The expected output is the data itself, duplicated in full.

(Collected data entries)
+===+

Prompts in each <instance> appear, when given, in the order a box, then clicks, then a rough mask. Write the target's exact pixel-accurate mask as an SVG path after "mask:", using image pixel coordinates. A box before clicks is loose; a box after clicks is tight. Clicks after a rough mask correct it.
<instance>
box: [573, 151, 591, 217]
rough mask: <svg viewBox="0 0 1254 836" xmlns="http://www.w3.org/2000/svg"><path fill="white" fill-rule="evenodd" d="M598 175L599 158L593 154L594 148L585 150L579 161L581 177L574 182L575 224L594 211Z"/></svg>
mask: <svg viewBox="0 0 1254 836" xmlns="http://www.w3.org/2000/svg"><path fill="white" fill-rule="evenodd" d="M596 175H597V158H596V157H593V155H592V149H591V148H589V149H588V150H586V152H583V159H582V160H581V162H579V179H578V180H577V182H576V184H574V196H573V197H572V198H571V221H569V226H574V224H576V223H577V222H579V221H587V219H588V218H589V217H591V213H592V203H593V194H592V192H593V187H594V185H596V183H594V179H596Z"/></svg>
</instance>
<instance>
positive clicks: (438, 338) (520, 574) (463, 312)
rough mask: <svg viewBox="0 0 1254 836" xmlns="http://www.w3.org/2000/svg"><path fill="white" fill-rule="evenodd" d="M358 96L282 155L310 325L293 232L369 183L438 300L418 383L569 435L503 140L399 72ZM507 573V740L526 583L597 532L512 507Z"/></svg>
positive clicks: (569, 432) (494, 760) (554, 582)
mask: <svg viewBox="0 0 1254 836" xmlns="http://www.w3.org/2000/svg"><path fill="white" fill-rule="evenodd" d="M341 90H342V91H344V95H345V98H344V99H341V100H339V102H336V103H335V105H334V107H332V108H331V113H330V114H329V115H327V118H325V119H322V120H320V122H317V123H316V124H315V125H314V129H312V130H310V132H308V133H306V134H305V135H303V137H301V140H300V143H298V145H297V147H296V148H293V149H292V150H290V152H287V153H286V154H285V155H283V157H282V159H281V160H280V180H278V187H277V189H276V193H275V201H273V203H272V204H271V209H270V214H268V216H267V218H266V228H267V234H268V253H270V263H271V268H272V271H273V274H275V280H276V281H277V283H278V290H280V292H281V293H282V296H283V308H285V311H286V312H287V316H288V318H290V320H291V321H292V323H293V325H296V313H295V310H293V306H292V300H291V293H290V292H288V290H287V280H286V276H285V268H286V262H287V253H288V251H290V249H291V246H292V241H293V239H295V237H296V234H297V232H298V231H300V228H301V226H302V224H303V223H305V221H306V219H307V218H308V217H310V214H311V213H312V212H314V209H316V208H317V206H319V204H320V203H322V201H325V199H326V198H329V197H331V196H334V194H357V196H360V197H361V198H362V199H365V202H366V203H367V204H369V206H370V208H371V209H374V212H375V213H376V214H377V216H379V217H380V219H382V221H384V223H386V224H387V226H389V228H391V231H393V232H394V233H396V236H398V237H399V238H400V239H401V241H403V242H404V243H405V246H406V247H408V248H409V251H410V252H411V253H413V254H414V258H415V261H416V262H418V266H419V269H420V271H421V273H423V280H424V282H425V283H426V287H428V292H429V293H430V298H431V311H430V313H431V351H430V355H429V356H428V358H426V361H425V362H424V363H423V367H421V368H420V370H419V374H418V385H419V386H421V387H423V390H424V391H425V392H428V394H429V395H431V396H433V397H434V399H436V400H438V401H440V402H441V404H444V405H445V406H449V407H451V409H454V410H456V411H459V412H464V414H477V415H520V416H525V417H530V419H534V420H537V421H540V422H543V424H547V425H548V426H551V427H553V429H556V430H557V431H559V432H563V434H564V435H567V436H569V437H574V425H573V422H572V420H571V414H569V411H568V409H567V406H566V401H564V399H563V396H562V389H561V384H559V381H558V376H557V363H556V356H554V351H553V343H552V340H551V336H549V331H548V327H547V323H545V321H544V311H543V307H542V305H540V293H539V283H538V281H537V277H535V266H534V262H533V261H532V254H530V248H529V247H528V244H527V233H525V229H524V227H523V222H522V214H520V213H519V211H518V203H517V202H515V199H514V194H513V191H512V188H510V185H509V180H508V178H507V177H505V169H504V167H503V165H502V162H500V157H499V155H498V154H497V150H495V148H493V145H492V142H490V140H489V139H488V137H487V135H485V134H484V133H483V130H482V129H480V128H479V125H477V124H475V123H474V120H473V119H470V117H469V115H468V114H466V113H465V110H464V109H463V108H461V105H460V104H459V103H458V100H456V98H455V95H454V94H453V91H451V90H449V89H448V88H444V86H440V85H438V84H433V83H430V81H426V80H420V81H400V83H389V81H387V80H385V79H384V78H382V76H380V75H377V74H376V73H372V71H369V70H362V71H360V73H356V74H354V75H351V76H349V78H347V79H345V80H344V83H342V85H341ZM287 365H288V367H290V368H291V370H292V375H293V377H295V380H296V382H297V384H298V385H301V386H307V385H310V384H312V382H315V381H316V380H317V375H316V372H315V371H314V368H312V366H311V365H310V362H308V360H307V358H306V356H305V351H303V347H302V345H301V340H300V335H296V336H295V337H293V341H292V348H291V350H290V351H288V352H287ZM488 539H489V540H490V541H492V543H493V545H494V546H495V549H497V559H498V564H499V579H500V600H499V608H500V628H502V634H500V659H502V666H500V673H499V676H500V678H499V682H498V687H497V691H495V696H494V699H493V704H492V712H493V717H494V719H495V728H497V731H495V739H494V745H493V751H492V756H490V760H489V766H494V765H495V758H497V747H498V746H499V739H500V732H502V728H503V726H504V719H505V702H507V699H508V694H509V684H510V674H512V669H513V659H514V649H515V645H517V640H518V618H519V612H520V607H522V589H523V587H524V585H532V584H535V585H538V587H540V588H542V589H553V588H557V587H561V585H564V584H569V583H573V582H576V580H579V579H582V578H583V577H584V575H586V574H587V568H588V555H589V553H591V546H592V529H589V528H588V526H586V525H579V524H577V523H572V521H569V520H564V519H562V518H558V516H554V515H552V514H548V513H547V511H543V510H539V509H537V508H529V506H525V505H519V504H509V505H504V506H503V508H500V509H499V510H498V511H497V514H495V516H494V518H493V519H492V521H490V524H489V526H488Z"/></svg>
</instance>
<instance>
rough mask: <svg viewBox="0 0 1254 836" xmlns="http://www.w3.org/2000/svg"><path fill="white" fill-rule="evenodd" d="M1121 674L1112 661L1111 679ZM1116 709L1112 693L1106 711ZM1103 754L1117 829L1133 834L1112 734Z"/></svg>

+===+

[The completed task]
Prompts in each <instance> appear, when given, in the order a box, then clicks, then a rough mask. Write the target's exact pixel-accurate mask as an SVG path after "mask:", using image pixel coordinates. A box before clicks is loose; a box after clicks is tight. Clicks after a rough mask correct it.
<instance>
box: [573, 151, 591, 217]
rough mask: <svg viewBox="0 0 1254 836" xmlns="http://www.w3.org/2000/svg"><path fill="white" fill-rule="evenodd" d="M598 175L599 158L593 154L594 148L585 150L579 161L581 177L574 182L575 224L594 211Z"/></svg>
mask: <svg viewBox="0 0 1254 836" xmlns="http://www.w3.org/2000/svg"><path fill="white" fill-rule="evenodd" d="M596 175H597V158H596V157H593V155H592V149H591V148H589V149H588V150H586V152H583V159H582V160H581V162H579V179H578V180H577V182H576V184H574V196H573V197H572V198H571V221H569V226H574V224H576V223H577V222H579V221H587V219H588V218H589V217H591V213H592V203H593V194H592V192H593V187H594V185H596V183H594V179H596Z"/></svg>
</instance>
<instance>
positive clicks: (438, 338) (520, 574) (463, 312)
rough mask: <svg viewBox="0 0 1254 836" xmlns="http://www.w3.org/2000/svg"><path fill="white" fill-rule="evenodd" d="M358 96L282 155L310 325L293 232L369 183L438 300L418 383L569 435L503 140L399 72ZM507 573V740L526 583L597 532L512 507Z"/></svg>
positive clicks: (569, 432) (494, 760) (554, 582)
mask: <svg viewBox="0 0 1254 836" xmlns="http://www.w3.org/2000/svg"><path fill="white" fill-rule="evenodd" d="M341 90H342V91H344V95H345V98H344V99H341V100H339V102H336V103H335V105H334V107H332V108H331V113H330V114H329V115H327V118H325V119H322V120H320V122H317V123H316V124H315V125H314V129H312V130H310V132H308V133H306V134H305V135H303V137H301V140H300V143H298V145H297V147H296V148H293V149H292V150H290V152H287V153H286V154H285V155H283V157H282V159H281V160H280V180H278V187H277V189H276V193H275V201H273V203H272V204H271V209H270V214H268V216H267V218H266V228H267V234H268V253H270V263H271V268H272V271H273V274H275V280H276V281H277V283H278V290H280V292H281V293H282V296H283V308H285V311H286V312H287V316H288V318H290V320H291V321H292V323H293V325H296V313H295V310H293V306H292V300H291V293H290V292H288V290H287V280H286V276H285V268H286V262H287V253H288V251H290V249H291V246H292V241H293V239H295V237H296V234H297V232H298V231H300V228H301V226H302V224H303V223H305V221H306V219H307V218H308V217H310V214H311V213H312V212H314V209H316V208H317V206H319V204H320V203H322V201H325V199H326V198H329V197H331V196H334V194H357V196H360V197H361V198H362V199H365V202H366V203H367V204H369V206H370V208H371V209H374V212H375V213H376V214H377V216H379V217H380V219H382V221H384V223H386V224H387V226H389V228H391V231H393V232H394V233H396V236H398V237H399V238H400V239H401V241H403V242H404V243H405V246H406V247H408V248H409V251H410V252H411V253H413V254H414V258H415V261H416V262H418V266H419V269H420V271H421V273H423V280H424V282H425V283H426V287H428V292H429V293H430V298H431V311H430V313H431V351H430V355H429V356H428V358H426V361H425V362H424V363H423V367H421V368H420V370H419V374H418V385H419V386H421V387H423V390H424V391H425V392H428V394H429V395H431V396H433V397H434V399H436V400H438V401H440V402H441V404H444V405H445V406H449V407H451V409H454V410H456V411H459V412H464V414H477V415H520V416H525V417H530V419H534V420H537V421H540V422H543V424H547V425H548V426H551V427H553V429H556V430H557V431H559V432H563V434H564V435H567V436H569V437H574V425H573V422H572V420H571V414H569V411H568V409H567V406H566V401H564V399H563V396H562V389H561V384H559V381H558V376H557V363H556V356H554V351H553V343H552V340H551V336H549V331H548V327H547V323H545V321H544V311H543V307H542V305H540V293H539V283H538V281H537V277H535V266H534V262H533V261H532V254H530V248H529V247H528V244H527V233H525V229H524V227H523V222H522V214H520V213H519V211H518V203H517V202H515V199H514V194H513V191H512V188H510V185H509V180H508V178H507V177H505V169H504V167H503V165H502V162H500V157H499V155H498V154H497V150H495V148H493V145H492V142H490V140H489V139H488V137H487V135H485V134H484V133H483V130H482V129H480V128H479V125H477V124H475V123H474V120H473V119H470V117H469V115H468V114H466V113H465V110H464V109H463V108H461V105H460V104H459V103H458V100H456V98H455V95H454V94H453V91H451V90H449V89H448V88H444V86H440V85H438V84H433V83H430V81H426V80H420V81H400V83H389V81H387V80H385V79H384V78H382V76H380V75H377V74H376V73H372V71H369V70H362V71H360V73H356V74H354V75H351V76H349V78H347V79H345V80H344V83H342V85H341ZM287 365H288V367H290V368H291V370H292V375H293V377H295V380H296V382H297V384H298V385H301V386H307V385H310V384H312V382H315V381H316V380H317V375H316V372H315V371H314V368H312V366H311V365H310V362H308V360H307V358H306V356H305V351H303V347H302V345H301V340H300V335H296V336H295V337H293V341H292V348H291V350H290V351H288V352H287ZM488 539H489V540H490V541H492V543H493V545H494V546H495V549H497V559H498V564H499V579H500V600H499V608H500V628H502V634H500V659H502V666H500V673H499V676H500V678H499V682H498V687H497V691H495V696H494V699H493V704H492V712H493V717H494V719H495V728H497V731H495V739H494V745H493V751H492V756H490V760H489V766H494V765H495V758H497V747H498V746H499V739H500V732H502V728H503V726H504V719H505V702H507V699H508V694H509V684H510V674H512V669H513V659H514V649H515V645H517V640H518V618H519V612H520V607H522V589H523V587H524V585H532V584H535V585H538V587H540V588H542V589H553V588H557V587H561V585H564V584H569V583H573V582H576V580H579V579H582V578H583V577H584V575H586V574H587V568H588V555H589V553H591V546H592V529H589V528H588V526H586V525H579V524H577V523H572V521H569V520H564V519H562V518H558V516H554V515H552V514H548V513H547V511H543V510H539V509H537V508H529V506H525V505H519V504H509V505H504V506H503V508H500V509H499V510H498V511H497V514H495V516H494V518H493V519H492V521H490V524H489V526H488Z"/></svg>
</instance>
<instance>
rough mask: <svg viewBox="0 0 1254 836" xmlns="http://www.w3.org/2000/svg"><path fill="white" fill-rule="evenodd" d="M1121 674L1112 661L1111 679ZM1116 709L1112 693L1106 711ZM1103 754L1117 829L1133 834L1112 734Z"/></svg>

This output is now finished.